---------- PAGE EXCERPT

The ending type comes from the Features field - if it contains BadEnding, it's a sad story. Everything else is happy. The balanced dataset is uploaded to HuggingFace as 0rn0/tinystories-instruct-balanced.

Instruction formatting

Each training example needs a consistent format so the model learns the pattern. I used a simple template:

def format_instruction(summary: str, ending: str) -> str:
    return f"""Write a story about: {summary}
With: {ending} ending

### Story:
"""

During training, the model sees the full thing - instruction + story. During inference, it only sees up to ### Story: and generates the rest. The ### Story: marker acts as a separator that tells the model "everything before this is the instruction, everything after is what I should generate."

A full training example looks like:

Write a story about: a dog who finds a magic bone
With: happy ending

### Story:
Once upon a time, there was a small dog named Buddy...

--------------------

▸ WORK ITEM A
Print the excerpt on instruction formatting, starting at "During training, the" and ending at "dog named Buddy...".
▸ WORK ITEM B
Proceed with the excerpt on instruction formatting, writing on from its last line.
You won't need the dataset entries.

---------- SUPPLIED DATA

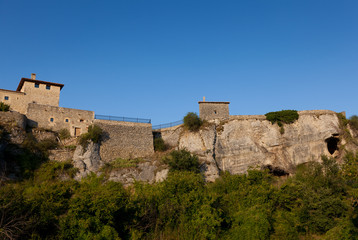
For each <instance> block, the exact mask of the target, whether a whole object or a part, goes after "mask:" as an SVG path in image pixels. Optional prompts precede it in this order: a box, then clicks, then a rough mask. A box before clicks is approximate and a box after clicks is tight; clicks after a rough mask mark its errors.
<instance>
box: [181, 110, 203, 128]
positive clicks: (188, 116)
mask: <svg viewBox="0 0 358 240" xmlns="http://www.w3.org/2000/svg"><path fill="white" fill-rule="evenodd" d="M202 124H203V121H202V120H201V119H200V118H199V116H198V115H197V114H196V113H193V112H188V113H187V115H185V117H184V126H185V127H186V128H187V129H189V131H198V130H199V128H200V126H201V125H202Z"/></svg>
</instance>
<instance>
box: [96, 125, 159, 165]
mask: <svg viewBox="0 0 358 240" xmlns="http://www.w3.org/2000/svg"><path fill="white" fill-rule="evenodd" d="M94 124H96V125H98V126H99V127H101V128H102V129H103V132H104V135H103V140H102V143H101V147H100V155H101V159H102V160H103V161H111V160H114V159H116V158H139V157H145V156H148V155H151V154H153V152H154V147H153V134H152V124H150V123H132V122H118V121H108V120H99V119H95V120H94Z"/></svg>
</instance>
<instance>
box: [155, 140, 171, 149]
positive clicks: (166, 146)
mask: <svg viewBox="0 0 358 240" xmlns="http://www.w3.org/2000/svg"><path fill="white" fill-rule="evenodd" d="M167 149H168V147H167V145H166V144H165V142H164V140H163V138H155V139H154V151H159V152H164V151H165V150H167Z"/></svg>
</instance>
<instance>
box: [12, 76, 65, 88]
mask: <svg viewBox="0 0 358 240" xmlns="http://www.w3.org/2000/svg"><path fill="white" fill-rule="evenodd" d="M25 81H26V82H33V83H39V84H46V85H52V86H57V87H60V89H62V88H63V86H65V85H63V84H61V83H53V82H45V81H41V80H34V79H31V78H21V81H20V83H19V86H18V87H17V89H16V91H20V90H21V88H22V86H23V85H24V82H25Z"/></svg>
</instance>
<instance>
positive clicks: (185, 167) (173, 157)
mask: <svg viewBox="0 0 358 240" xmlns="http://www.w3.org/2000/svg"><path fill="white" fill-rule="evenodd" d="M163 161H164V163H165V164H168V165H169V169H170V171H190V172H195V173H199V165H200V164H199V160H198V157H197V156H196V155H192V154H191V153H190V152H188V151H186V150H184V149H182V150H174V151H172V152H171V153H170V154H169V155H168V156H166V157H164V158H163Z"/></svg>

--------------------

▸ EXPECTED ANSWER A
During training, the model sees the full thing - instruction + story. During inference, it only sees up to ### Story: and generates the rest. The ### Story: marker acts as a separator that tells the model "everything before this is the instruction, everything after is what I should generate."

A full training example looks like:

Write a story about: a dog who finds a magic bone
With: happy ending

### Story:
Once upon a time, there was a small dog named Buddy...

▸ EXPECTED ANSWER B
Tokenization

Tokenization here is different from pre-training. In pre-training, I tokenized the entire dataset as one long sequence and sliced it into fixed-length windows. For SFT, each example is independent - instruction + response concatenated and tokenized as a single sequence.

class InstructionDataset(Dataset):
    def __init__(self, split="train", max_length=512):
        self.tokenizer = tiktoken.get_encoding("gpt2")
        ds = load_dataset("0rn0/tinystories-instruct-balanced", split=split)

        self.tokenized_data = []
        for example in ds:
            full_text = example["instruction"] + example["response"]
            token_ids = self.tokenizer.encode(full_text)

            if len(token_ids) > max_length:
                token_ids = token_ids[:max_length]

            self.tokenized_data.append(torch.tensor(token_ids, dtype=torch.long))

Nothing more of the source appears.